**SOURCE DOCUMENT:**
Conference: Biographies in Times of Crisis. Exploring Religious Narratives of Aids
International Conference, Groningen, The Netherlands
This conference explores the ways in which religion and AIDS have been shaping people’s life-courses and life-histories. Personal, social and institutional biographies have been deeply influenced in many African societies by the ways in which religion has engaged with the disease, influencing their life-trajectories. As religion has played an important role in the shaping of the personal and institutional biographies in the context of HIV/AIDS, particular forms and styles of ‘narrative disciplining’ can be seen to have taken place. People have ‘learned’ how to phrase the story of their (AIDS-affected) lives or how to formulate their behavioural choices and options that a range of religious institutions are promoting in an attempt to curb the epidemic. In keynote-addresses and paper presentations the conference explores questions such as how are (religious) institutions and practices influencing or changing religio-biographies of the HIV- infected and affected ? And how is the suffering and the ruptures that HIV/AIDS entail expressed in individual and collective biographie.

**EXTRACTED MATERIAL:**
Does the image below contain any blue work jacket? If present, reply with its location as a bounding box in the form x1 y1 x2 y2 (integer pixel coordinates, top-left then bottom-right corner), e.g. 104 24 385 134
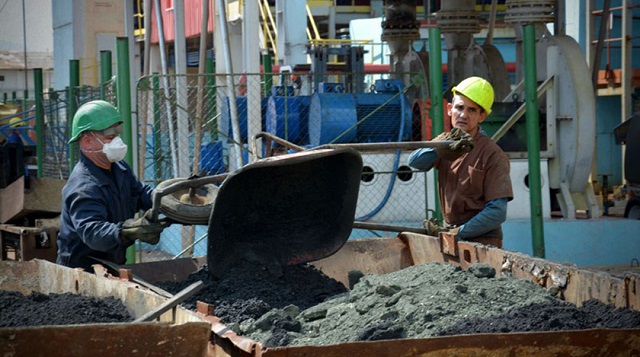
57 154 153 270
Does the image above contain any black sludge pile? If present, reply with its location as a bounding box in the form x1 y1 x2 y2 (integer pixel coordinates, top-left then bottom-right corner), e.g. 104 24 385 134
0 290 133 327
156 263 640 346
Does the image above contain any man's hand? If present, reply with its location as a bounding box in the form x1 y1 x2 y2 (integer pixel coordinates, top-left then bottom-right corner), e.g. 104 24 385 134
435 128 474 161
122 214 168 244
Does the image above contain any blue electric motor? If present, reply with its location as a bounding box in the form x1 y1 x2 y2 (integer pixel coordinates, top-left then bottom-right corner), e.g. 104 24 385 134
355 79 412 143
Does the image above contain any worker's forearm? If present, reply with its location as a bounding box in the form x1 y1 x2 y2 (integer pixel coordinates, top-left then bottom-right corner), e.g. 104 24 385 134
407 148 438 171
458 198 508 239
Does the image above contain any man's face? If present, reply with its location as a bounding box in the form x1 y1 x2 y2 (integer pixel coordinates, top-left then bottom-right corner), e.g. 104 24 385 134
447 94 487 136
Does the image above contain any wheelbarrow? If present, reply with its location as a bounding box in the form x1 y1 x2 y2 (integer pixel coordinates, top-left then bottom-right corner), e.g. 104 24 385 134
151 133 470 277
151 148 362 277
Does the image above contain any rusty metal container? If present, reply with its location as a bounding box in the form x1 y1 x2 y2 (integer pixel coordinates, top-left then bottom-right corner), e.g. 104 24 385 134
140 233 640 357
0 259 211 357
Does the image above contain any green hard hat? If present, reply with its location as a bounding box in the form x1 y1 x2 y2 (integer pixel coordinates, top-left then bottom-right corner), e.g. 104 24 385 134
69 100 122 144
451 77 494 114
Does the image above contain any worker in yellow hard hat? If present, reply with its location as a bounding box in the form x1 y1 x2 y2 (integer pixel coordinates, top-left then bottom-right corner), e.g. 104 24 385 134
56 100 166 271
408 77 513 248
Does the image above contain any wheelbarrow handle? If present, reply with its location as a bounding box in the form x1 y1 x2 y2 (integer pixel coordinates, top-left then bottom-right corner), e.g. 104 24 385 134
147 173 229 222
353 221 428 234
314 140 455 151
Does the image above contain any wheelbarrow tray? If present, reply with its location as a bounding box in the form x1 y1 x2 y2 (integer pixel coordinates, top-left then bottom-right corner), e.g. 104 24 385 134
207 148 362 277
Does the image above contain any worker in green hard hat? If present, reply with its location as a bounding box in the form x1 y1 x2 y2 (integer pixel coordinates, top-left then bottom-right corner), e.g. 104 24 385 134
57 100 166 271
408 77 513 248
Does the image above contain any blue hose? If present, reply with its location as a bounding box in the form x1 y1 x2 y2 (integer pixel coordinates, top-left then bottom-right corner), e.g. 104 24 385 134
356 85 405 221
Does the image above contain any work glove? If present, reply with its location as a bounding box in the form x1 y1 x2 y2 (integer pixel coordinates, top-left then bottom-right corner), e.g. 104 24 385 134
122 214 169 244
434 128 474 161
422 217 448 237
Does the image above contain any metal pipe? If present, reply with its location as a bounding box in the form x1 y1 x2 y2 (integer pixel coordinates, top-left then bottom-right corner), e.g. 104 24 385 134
116 37 133 167
116 37 136 264
173 0 191 177
21 0 29 98
205 58 218 141
484 0 498 45
100 50 113 100
154 0 178 177
216 0 243 168
67 60 80 173
429 27 444 137
523 25 545 258
33 68 46 178
152 75 164 181
262 50 273 95
192 0 209 175
429 27 442 220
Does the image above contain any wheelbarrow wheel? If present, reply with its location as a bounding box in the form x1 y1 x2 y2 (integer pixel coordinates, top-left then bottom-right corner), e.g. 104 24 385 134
157 178 218 225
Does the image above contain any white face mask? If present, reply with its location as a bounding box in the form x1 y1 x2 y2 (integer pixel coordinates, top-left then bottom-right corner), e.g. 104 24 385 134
94 135 127 162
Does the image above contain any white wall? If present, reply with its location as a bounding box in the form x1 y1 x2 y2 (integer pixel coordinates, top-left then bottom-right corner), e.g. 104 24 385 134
0 0 53 100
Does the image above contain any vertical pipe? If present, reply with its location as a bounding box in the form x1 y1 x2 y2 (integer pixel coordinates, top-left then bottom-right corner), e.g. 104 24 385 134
262 51 273 96
523 25 545 258
173 0 191 177
67 60 80 173
216 0 244 169
429 27 444 137
33 68 46 178
21 0 29 98
116 37 136 264
153 0 178 177
429 27 444 219
116 37 133 167
205 58 218 141
152 73 163 182
100 50 113 100
192 0 209 174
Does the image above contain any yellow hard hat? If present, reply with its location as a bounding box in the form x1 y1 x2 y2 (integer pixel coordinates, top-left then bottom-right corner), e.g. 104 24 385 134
9 117 24 128
451 77 494 115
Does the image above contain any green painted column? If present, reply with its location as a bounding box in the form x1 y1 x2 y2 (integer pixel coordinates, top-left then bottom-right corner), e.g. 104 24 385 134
523 25 545 258
67 60 80 174
33 68 46 178
116 37 136 264
429 27 444 220
100 50 113 100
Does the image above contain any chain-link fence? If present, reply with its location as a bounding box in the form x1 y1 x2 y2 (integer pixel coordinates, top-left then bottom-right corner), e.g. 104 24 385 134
0 81 115 179
137 73 435 262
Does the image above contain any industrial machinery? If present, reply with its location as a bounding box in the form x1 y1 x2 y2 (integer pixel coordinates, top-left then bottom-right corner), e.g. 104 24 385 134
614 112 640 219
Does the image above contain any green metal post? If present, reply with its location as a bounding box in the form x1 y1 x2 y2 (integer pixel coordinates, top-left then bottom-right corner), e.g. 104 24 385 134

**TASKS:**
A – According to the conference description, in which city and country is the conference held?
B – Write the next part of the conference description on religion and AIDS, picking up after its final sentence.

**RESULTS OF THE EXERCISE:**
A – Groningen, The Netherlands.

B –
Initiated by:
- the International Research Network Religion & Aids in Africa (IRNARA)
- the Religion, Identity and Memory Research Group, Faculty of Religious Studies, University of Groningen
- African Studies Centre Leiden
- Educaids
For more information and registration, read the programme. Registrations before December 7.
Conference fees:
1 day: € 20, full conference (2,5 days): € 40.
You can contact Ms Kim Knibbe at ke.knibbe@rug.nl or +31 50 363 4585.
This conference is being organized back-to-back with the seminar 'HIV/Aids from an Islamic perspective' (Leiden, 11 December 2012), a seminar initiated by the Knowledge Centre Religion & Development.